---------- EXCERPTED PASSAGE

Stephanie Cheung and Kingsley Ng are frequent collaborators in interdisciplinary art projects. Their practice situates art in the everyday. Spending time with their cat Whisky is a very high priority.

Stephanie Cheung works primarily as a curator specialising in interdisciplinary, site/context-specific, process-based and participatory projects in communities and public space. She approaches curating as a practice of care and responds to social and environmental challenges with lively syntheses of art and the everyday. With a PhD on participatory art, agency and worldmaking (University of the Arts London), she sees her practice as critical cultural production.

--------------------
---------- GIVEN DATA

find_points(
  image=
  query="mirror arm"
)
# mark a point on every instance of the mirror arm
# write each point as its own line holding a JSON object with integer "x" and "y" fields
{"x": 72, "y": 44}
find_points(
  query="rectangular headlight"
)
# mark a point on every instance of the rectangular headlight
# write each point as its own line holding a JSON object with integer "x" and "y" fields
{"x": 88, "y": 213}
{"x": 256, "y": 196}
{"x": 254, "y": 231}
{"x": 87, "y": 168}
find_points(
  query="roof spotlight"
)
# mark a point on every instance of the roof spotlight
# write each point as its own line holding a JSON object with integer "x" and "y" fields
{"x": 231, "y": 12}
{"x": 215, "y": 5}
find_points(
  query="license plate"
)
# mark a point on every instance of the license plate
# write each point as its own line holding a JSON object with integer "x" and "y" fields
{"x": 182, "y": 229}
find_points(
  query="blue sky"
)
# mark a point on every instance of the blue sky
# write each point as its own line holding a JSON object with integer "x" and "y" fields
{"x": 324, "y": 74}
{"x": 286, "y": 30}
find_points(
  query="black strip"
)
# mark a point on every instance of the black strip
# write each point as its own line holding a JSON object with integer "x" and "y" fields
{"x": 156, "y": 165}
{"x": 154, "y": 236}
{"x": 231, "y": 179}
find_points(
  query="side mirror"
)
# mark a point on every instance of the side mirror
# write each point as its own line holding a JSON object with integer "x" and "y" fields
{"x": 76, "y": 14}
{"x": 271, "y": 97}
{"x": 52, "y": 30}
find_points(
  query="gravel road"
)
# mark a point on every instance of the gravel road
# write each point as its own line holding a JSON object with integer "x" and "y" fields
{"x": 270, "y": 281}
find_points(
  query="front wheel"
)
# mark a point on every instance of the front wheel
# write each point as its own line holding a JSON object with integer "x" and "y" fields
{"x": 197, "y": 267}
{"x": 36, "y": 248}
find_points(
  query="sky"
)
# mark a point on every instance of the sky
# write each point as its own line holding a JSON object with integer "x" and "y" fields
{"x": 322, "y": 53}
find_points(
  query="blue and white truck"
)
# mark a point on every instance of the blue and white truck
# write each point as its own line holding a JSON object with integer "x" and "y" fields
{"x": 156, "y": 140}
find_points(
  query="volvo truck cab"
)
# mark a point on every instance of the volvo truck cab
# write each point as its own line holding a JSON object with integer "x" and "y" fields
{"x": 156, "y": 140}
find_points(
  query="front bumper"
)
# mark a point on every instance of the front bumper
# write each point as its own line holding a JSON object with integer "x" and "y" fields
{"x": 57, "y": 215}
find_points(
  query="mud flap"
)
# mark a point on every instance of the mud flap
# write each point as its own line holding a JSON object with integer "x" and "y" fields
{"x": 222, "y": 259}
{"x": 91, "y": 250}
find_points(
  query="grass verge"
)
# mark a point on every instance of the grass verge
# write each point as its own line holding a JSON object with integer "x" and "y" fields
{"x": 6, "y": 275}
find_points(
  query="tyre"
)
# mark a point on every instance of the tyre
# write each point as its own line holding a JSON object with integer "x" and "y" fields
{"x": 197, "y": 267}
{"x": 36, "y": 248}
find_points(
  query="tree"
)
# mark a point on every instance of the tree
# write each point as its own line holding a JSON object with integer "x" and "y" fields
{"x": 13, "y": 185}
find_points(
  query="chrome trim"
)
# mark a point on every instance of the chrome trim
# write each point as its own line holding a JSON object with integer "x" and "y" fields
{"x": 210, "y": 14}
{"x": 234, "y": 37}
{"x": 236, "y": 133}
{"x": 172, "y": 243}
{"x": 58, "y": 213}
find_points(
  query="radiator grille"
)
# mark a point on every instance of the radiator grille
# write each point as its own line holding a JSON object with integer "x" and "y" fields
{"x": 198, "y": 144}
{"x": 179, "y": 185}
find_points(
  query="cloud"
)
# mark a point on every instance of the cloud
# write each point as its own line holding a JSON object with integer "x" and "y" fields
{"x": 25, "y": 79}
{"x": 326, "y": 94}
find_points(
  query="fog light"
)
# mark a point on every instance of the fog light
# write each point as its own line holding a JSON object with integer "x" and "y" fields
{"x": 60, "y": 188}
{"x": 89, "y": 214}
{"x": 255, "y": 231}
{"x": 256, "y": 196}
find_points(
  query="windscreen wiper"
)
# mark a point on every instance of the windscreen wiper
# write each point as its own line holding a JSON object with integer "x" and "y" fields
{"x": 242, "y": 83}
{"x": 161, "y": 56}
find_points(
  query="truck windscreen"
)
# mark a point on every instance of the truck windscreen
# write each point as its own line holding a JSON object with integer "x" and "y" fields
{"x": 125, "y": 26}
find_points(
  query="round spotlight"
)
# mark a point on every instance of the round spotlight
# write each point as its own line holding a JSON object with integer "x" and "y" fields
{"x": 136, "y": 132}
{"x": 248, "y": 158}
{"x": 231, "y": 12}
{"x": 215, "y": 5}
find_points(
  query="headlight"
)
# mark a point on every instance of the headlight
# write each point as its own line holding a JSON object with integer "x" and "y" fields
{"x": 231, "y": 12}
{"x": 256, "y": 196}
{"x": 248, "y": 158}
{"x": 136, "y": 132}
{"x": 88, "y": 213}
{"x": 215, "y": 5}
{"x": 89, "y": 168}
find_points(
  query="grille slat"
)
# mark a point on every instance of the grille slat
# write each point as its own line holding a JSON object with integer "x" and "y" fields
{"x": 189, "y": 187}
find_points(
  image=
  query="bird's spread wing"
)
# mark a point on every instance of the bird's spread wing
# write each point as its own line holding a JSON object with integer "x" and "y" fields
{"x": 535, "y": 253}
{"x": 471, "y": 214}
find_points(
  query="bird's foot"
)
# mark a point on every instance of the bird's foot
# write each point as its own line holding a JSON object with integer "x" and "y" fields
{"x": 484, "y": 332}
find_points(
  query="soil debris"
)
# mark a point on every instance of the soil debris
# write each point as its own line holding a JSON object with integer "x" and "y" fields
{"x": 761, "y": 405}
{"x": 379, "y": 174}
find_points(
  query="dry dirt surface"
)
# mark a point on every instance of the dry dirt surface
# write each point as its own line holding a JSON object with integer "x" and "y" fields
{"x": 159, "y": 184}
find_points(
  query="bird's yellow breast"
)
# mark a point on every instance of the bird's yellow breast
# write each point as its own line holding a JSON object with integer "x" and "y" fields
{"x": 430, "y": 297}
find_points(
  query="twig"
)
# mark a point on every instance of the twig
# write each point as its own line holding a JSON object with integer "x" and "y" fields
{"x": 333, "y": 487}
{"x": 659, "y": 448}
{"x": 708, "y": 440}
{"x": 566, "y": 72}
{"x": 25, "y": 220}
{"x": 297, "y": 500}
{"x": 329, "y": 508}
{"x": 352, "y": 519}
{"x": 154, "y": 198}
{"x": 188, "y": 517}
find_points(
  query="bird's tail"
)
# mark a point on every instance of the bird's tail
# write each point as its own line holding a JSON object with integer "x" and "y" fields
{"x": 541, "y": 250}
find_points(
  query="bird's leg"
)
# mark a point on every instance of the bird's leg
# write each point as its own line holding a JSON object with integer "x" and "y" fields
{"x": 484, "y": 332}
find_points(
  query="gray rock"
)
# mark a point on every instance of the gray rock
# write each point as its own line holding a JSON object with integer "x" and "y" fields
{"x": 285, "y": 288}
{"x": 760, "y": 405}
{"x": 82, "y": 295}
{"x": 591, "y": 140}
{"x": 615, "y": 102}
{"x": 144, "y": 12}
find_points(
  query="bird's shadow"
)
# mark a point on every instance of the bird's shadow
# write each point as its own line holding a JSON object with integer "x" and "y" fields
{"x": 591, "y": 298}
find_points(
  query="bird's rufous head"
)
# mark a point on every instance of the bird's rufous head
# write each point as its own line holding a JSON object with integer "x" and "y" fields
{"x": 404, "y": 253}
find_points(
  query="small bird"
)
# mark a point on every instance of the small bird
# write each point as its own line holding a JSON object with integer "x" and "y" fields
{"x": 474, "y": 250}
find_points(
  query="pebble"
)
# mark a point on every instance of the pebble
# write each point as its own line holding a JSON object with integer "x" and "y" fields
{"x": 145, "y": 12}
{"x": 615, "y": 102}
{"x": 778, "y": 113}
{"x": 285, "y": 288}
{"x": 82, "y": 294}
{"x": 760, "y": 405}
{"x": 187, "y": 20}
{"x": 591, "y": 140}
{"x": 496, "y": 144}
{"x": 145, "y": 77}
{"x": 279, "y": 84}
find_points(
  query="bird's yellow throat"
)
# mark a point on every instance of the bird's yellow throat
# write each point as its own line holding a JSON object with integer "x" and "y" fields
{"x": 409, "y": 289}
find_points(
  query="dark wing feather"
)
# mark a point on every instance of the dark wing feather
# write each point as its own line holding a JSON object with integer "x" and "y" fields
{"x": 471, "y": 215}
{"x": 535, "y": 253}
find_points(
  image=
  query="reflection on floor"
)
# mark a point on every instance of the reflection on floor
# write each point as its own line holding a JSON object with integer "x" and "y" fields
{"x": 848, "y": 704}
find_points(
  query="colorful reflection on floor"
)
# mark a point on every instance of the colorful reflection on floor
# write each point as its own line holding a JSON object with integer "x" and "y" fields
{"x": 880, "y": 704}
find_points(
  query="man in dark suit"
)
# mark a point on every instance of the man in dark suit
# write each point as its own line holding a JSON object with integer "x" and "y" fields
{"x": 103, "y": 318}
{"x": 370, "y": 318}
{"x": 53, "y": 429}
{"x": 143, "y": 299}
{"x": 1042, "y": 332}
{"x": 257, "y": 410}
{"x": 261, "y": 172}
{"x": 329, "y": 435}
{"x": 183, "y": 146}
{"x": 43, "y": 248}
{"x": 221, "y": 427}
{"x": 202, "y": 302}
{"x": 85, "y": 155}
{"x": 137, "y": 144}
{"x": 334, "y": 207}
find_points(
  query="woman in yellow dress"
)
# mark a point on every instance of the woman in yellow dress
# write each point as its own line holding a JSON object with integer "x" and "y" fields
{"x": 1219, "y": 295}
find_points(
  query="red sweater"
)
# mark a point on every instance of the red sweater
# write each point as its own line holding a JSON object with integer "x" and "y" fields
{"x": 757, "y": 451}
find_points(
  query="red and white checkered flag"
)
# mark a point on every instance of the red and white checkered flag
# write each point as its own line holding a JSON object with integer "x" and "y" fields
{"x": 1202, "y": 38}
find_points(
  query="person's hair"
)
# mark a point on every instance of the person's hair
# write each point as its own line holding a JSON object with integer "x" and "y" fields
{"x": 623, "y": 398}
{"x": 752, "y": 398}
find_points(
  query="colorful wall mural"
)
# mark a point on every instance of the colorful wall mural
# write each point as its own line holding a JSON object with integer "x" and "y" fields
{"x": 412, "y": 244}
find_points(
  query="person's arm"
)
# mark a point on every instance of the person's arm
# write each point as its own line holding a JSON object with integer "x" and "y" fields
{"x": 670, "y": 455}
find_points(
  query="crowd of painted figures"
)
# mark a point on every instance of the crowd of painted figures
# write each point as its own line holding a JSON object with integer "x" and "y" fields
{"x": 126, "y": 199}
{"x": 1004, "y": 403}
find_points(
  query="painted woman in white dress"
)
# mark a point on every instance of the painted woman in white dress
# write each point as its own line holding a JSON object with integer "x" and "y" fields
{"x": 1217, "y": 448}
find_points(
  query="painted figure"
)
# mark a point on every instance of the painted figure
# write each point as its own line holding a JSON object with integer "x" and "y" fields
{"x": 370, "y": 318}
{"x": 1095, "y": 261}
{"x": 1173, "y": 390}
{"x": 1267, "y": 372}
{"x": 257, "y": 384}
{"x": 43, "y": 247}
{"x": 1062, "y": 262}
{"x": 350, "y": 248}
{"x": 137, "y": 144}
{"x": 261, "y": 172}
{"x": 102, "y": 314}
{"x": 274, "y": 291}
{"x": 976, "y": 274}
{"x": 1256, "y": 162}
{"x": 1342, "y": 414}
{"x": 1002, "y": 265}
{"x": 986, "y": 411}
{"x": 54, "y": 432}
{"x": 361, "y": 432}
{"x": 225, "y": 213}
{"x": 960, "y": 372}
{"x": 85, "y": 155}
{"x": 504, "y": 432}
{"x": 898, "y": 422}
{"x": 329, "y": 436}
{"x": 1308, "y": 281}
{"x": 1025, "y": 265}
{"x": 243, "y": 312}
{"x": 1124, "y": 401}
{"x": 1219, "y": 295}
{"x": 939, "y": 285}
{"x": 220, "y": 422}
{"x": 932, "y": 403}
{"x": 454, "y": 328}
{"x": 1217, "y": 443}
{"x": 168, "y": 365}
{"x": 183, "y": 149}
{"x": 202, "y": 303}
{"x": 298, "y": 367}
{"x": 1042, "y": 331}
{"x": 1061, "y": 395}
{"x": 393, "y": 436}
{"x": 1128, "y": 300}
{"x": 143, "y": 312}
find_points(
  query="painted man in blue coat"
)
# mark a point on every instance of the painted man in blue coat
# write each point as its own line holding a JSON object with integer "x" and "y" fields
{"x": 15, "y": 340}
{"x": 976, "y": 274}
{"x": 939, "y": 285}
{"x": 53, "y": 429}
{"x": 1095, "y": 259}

--------------------

_PROBLEM REQUIREMENTS:_ Copy everything from "Stephanie Cheung and" down to "critical cultural production." in the passage about Stephanie Cheung and Kingsley Ng, changing "collaborators" to "partners". None of these lines is needed.

_RESULT BELOW:_
Stephanie Cheung and Kingsley Ng are frequent partners in interdisciplinary art projects. Their practice situates art in the everyday. Spending time with their cat Whisky is a very high priority.

Stephanie Cheung works primarily as a curator specialising in interdisciplinary, site/context-specific, process-based and participatory projects in communities and public space. She approaches curating as a practice of care and responds to social and environmental challenges with lively syntheses of art and the everyday. With a PhD on participatory art, agency and worldmaking (University of the Arts London), she sees her practice as critical cultural production.